Turn the lines starting at the one that contains "information board -> masks, each instance" and ending at the end of the items into a numbered list, skipping blank lines. Leave the pictures out of the answer.
===============
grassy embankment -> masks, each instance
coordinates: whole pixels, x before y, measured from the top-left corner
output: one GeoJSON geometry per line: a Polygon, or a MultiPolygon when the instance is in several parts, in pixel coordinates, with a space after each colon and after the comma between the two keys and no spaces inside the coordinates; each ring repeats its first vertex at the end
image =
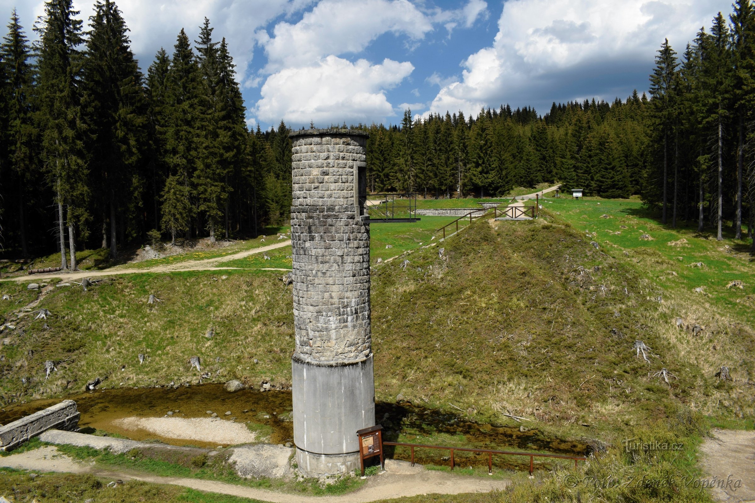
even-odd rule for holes
{"type": "MultiPolygon", "coordinates": [[[[587,469],[596,476],[646,473],[660,479],[694,473],[695,445],[711,422],[751,424],[747,383],[753,333],[751,312],[741,308],[752,299],[749,256],[732,243],[734,251],[718,250],[720,257],[716,249],[722,244],[685,235],[683,229],[651,227],[657,224],[646,216],[630,214],[639,211],[636,203],[597,202],[547,203],[550,211],[539,221],[497,222],[495,228],[477,222],[444,244],[448,261],[430,248],[409,256],[405,271],[398,261],[376,267],[372,320],[378,398],[392,400],[401,393],[426,406],[450,410],[453,404],[481,421],[512,422],[502,416],[510,413],[536,419],[533,425],[562,437],[599,437],[613,449],[605,461],[587,469]],[[600,218],[603,213],[613,218],[600,218]],[[598,234],[586,238],[585,231],[598,234]],[[655,241],[637,236],[635,246],[635,231],[655,241]],[[689,249],[665,245],[670,251],[664,252],[660,244],[667,238],[686,238],[689,249]],[[705,267],[689,267],[693,262],[705,267]],[[726,289],[730,280],[721,279],[720,269],[733,271],[726,274],[743,281],[744,288],[726,289]],[[709,296],[692,291],[701,281],[709,296]],[[703,332],[693,336],[677,329],[676,317],[700,324],[703,332]],[[652,348],[650,363],[632,349],[636,339],[652,348]],[[733,381],[715,377],[722,364],[729,367],[733,381]],[[666,384],[653,376],[661,368],[677,379],[666,384]],[[681,440],[685,450],[621,453],[621,440],[630,437],[681,440]]],[[[280,296],[274,275],[233,271],[225,280],[213,281],[214,276],[144,275],[113,280],[86,293],[55,292],[43,301],[55,314],[48,321],[53,330],[42,332],[32,322],[25,327],[27,336],[5,348],[6,400],[80,389],[93,372],[114,373],[119,365],[114,359],[134,360],[139,343],[153,345],[158,364],[119,373],[130,378],[129,385],[196,379],[183,361],[189,353],[204,351],[211,360],[221,349],[227,356],[219,366],[223,379],[290,379],[290,298],[280,296]],[[161,286],[171,295],[149,311],[146,296],[161,286]],[[208,320],[226,324],[211,341],[201,337],[208,320]],[[43,342],[51,339],[59,344],[43,342]],[[251,344],[245,342],[250,339],[251,344]],[[29,388],[20,390],[11,379],[11,372],[20,369],[42,376],[44,360],[63,359],[60,357],[66,354],[53,353],[76,340],[81,344],[69,346],[69,363],[61,364],[49,383],[38,376],[29,388]],[[27,347],[40,346],[32,361],[26,361],[27,347]],[[247,370],[251,347],[266,357],[247,370]],[[103,351],[111,357],[100,357],[103,351]],[[97,354],[96,362],[88,360],[90,354],[97,354]],[[23,394],[17,394],[20,391],[23,394]]],[[[527,491],[578,501],[562,477],[538,477],[539,486],[515,484],[507,495],[480,501],[522,501],[516,495],[524,498],[527,491]]],[[[618,501],[630,489],[585,487],[583,494],[618,501]]],[[[706,498],[679,487],[639,489],[632,494],[646,495],[636,501],[706,498]]]]}

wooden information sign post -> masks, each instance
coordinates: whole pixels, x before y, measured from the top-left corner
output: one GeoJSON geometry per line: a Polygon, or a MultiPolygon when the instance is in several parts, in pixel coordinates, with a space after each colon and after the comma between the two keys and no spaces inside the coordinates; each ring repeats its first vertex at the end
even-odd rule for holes
{"type": "Polygon", "coordinates": [[[381,468],[385,469],[383,459],[383,427],[380,425],[370,426],[356,431],[359,437],[359,462],[362,465],[362,476],[365,476],[365,459],[380,456],[381,468]]]}

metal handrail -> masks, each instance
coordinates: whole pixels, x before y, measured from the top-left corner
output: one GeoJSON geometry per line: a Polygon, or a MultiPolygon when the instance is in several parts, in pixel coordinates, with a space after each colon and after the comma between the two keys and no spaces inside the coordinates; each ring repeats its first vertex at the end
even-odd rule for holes
{"type": "MultiPolygon", "coordinates": [[[[492,208],[492,210],[493,210],[493,216],[495,217],[498,214],[498,211],[497,211],[496,208],[495,208],[495,207],[492,208]]],[[[446,227],[448,227],[448,225],[454,225],[455,223],[456,224],[456,232],[459,232],[459,220],[462,220],[462,219],[467,218],[467,216],[469,216],[470,217],[470,223],[472,223],[472,215],[473,213],[479,213],[479,211],[480,211],[480,210],[473,210],[469,212],[468,213],[465,213],[464,216],[460,216],[459,218],[456,219],[453,222],[443,225],[442,227],[441,227],[440,228],[439,228],[437,231],[436,231],[436,232],[440,232],[441,231],[442,231],[443,232],[443,239],[445,239],[445,228],[446,227]]],[[[490,213],[490,210],[488,210],[485,213],[483,213],[482,215],[480,215],[479,216],[478,216],[477,218],[481,218],[482,216],[485,216],[485,215],[487,215],[489,213],[490,213]]]]}
{"type": "Polygon", "coordinates": [[[404,442],[383,442],[384,446],[399,446],[403,447],[411,447],[411,466],[414,465],[414,448],[423,447],[426,449],[445,449],[451,451],[451,469],[454,469],[454,451],[464,451],[467,452],[487,452],[488,453],[488,473],[493,473],[493,455],[502,454],[505,455],[528,455],[529,456],[529,474],[532,474],[535,468],[535,458],[558,458],[559,459],[574,459],[574,468],[577,468],[577,462],[587,461],[587,456],[584,455],[569,455],[566,454],[541,454],[540,452],[522,452],[520,451],[499,451],[492,449],[472,449],[470,447],[449,447],[448,446],[429,446],[424,443],[405,443],[404,442]]]}

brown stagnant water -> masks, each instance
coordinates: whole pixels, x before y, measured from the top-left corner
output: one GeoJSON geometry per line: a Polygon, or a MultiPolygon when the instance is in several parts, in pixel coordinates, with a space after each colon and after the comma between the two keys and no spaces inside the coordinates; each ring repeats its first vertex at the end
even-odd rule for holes
{"type": "MultiPolygon", "coordinates": [[[[202,385],[172,388],[140,388],[96,390],[66,397],[76,400],[82,417],[79,426],[85,433],[96,430],[137,440],[157,440],[173,445],[191,445],[214,447],[215,443],[199,440],[185,440],[163,437],[143,430],[125,430],[113,422],[127,417],[162,417],[168,411],[178,410],[173,417],[206,418],[207,411],[217,413],[218,417],[235,417],[237,422],[248,422],[252,429],[267,431],[271,443],[293,442],[293,422],[291,421],[291,394],[290,391],[254,391],[242,390],[228,393],[222,385],[202,385]],[[226,411],[231,415],[226,416],[226,411]],[[244,412],[246,411],[246,412],[244,412]],[[268,416],[268,418],[265,418],[268,416]],[[260,425],[263,425],[260,428],[260,425]]],[[[38,410],[59,403],[62,399],[37,400],[26,403],[8,406],[0,409],[0,423],[8,424],[38,410]]],[[[571,455],[584,455],[587,446],[581,443],[562,440],[547,437],[535,428],[520,431],[516,426],[485,425],[470,421],[461,416],[440,410],[423,409],[408,403],[375,404],[375,416],[384,427],[384,440],[417,443],[439,444],[427,437],[436,434],[456,438],[455,446],[491,449],[497,450],[539,451],[571,455]]],[[[386,455],[396,459],[408,459],[405,447],[386,446],[386,455]]],[[[443,459],[448,451],[416,449],[414,459],[420,464],[445,465],[443,459]]],[[[484,454],[455,452],[456,465],[486,466],[488,456],[484,454]]],[[[541,459],[538,466],[550,467],[549,462],[541,459]]],[[[536,459],[537,462],[537,459],[536,459]]],[[[494,465],[498,468],[523,469],[528,467],[525,456],[495,456],[494,465]]]]}

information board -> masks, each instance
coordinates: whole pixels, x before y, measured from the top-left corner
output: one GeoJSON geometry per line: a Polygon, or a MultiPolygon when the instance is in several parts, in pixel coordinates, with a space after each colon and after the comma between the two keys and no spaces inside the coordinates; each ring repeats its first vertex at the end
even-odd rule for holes
{"type": "Polygon", "coordinates": [[[365,474],[365,459],[376,455],[380,456],[381,468],[383,463],[383,427],[381,425],[371,426],[356,432],[359,438],[359,459],[362,465],[362,475],[365,474]]]}

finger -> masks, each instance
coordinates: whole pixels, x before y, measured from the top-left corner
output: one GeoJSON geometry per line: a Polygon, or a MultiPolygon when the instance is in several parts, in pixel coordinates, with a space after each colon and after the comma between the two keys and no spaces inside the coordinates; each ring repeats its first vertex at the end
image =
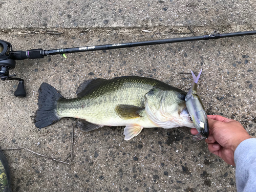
===============
◆ Solved exercise
1. information board -> masks, each instance
2. coordinates: whole pixels, x before y, measured from the top-left corner
3. output: one GeoJSON geometry per line: a Polygon, or a MultiPolygon when the instance is in several parts, in pixel coordinates, with a space after each colon and after the comma between the two keys and no spaces inside the coordinates; each ring repeats its first vertex at the end
4. even-odd rule for holes
5. {"type": "Polygon", "coordinates": [[[365,474],[365,459],[376,455],[380,456],[381,468],[383,463],[383,427],[381,425],[371,426],[356,432],[359,438],[359,459],[362,465],[362,475],[365,474]]]}
6. finger -> masks, each instance
7. coordinates: whole pixels, x before y, measured from the top-left corner
8. output: one GeoJSON geometry per line: a Polygon, or a MultiPolygon when the instance is in several parts, in pixel coordinates, with a space after each colon and after the comma between the two keys and no spaces inside the coordinates; each ring repeats its first vertex at the end
9. image =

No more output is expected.